■ 任务说明: 请把下方清单中的几行原样抄写一遍，从含有“Where can you see the rooftop”的那一行开始，到含有“column 598, row 52”的那一行结束，首尾两行都包括在内。

■ 任务输入:
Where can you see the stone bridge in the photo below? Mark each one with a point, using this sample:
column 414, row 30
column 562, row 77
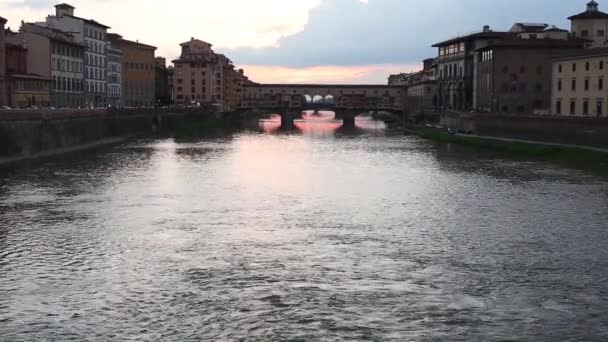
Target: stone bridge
column 347, row 101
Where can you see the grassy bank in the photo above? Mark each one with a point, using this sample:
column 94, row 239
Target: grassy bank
column 512, row 148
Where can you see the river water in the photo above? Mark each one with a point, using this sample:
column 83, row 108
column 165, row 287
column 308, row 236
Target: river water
column 302, row 237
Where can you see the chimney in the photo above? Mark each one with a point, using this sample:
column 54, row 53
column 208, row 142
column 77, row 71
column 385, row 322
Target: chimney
column 64, row 9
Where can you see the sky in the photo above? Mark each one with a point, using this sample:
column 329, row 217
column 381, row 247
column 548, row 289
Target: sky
column 306, row 41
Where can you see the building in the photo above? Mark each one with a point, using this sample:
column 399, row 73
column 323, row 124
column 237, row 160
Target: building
column 55, row 54
column 161, row 89
column 456, row 68
column 24, row 89
column 138, row 71
column 514, row 73
column 591, row 24
column 579, row 84
column 198, row 74
column 170, row 73
column 3, row 96
column 93, row 35
column 422, row 88
column 114, row 76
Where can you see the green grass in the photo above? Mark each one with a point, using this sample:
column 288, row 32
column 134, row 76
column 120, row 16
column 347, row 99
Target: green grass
column 536, row 151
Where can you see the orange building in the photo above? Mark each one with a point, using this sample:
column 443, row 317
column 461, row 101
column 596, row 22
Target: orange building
column 138, row 71
column 3, row 97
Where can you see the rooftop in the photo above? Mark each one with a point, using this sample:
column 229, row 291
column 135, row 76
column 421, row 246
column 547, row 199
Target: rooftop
column 592, row 12
column 598, row 52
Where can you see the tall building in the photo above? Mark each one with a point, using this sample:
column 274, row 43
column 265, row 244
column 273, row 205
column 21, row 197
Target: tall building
column 25, row 89
column 514, row 73
column 456, row 68
column 55, row 54
column 198, row 74
column 579, row 84
column 93, row 35
column 138, row 71
column 114, row 76
column 162, row 94
column 591, row 24
column 3, row 97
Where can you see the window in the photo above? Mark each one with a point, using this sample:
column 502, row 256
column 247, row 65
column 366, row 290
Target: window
column 572, row 107
column 585, row 107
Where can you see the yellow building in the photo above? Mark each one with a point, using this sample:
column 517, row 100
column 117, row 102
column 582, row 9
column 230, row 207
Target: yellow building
column 579, row 84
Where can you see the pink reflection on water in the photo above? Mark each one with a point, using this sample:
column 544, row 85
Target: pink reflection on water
column 271, row 125
column 321, row 123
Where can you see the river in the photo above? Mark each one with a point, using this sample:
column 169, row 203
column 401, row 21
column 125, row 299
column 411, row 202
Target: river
column 302, row 237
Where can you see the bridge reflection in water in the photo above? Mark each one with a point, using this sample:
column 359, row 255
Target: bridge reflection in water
column 320, row 123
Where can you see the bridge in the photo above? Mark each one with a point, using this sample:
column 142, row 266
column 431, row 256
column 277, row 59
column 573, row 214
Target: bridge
column 347, row 101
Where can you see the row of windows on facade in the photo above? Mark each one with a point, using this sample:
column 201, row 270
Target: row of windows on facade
column 451, row 49
column 66, row 65
column 96, row 47
column 599, row 107
column 203, row 89
column 67, row 84
column 451, row 70
column 95, row 74
column 139, row 66
column 96, row 34
column 600, row 66
column 600, row 84
column 585, row 33
column 97, row 61
column 203, row 82
column 203, row 73
column 32, row 85
column 68, row 51
column 196, row 97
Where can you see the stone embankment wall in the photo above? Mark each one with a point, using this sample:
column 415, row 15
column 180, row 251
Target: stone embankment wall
column 584, row 131
column 30, row 134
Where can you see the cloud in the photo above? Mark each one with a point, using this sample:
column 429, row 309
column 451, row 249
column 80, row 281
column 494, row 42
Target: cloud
column 364, row 74
column 355, row 32
column 226, row 23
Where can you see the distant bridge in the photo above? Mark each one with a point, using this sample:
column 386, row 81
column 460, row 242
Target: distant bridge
column 346, row 100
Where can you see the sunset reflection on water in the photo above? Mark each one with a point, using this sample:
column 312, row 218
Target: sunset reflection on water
column 322, row 123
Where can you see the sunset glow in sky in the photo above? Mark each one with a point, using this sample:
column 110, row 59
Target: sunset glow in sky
column 298, row 41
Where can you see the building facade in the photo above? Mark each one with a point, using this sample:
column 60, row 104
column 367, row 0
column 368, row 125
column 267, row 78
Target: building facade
column 514, row 74
column 161, row 89
column 114, row 76
column 592, row 24
column 93, row 35
column 3, row 89
column 579, row 84
column 138, row 71
column 456, row 69
column 55, row 54
column 24, row 89
column 198, row 74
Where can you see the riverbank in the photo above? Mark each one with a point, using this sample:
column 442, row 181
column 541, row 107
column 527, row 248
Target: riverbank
column 531, row 149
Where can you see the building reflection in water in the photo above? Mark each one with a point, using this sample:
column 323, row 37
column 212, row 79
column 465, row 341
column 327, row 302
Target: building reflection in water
column 323, row 123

■ 任务结果:
Where can you see the rooftop in the photo above? Mark each one with a point, using this sample:
column 229, row 291
column 135, row 76
column 421, row 246
column 547, row 199
Target: rooftop
column 592, row 12
column 598, row 52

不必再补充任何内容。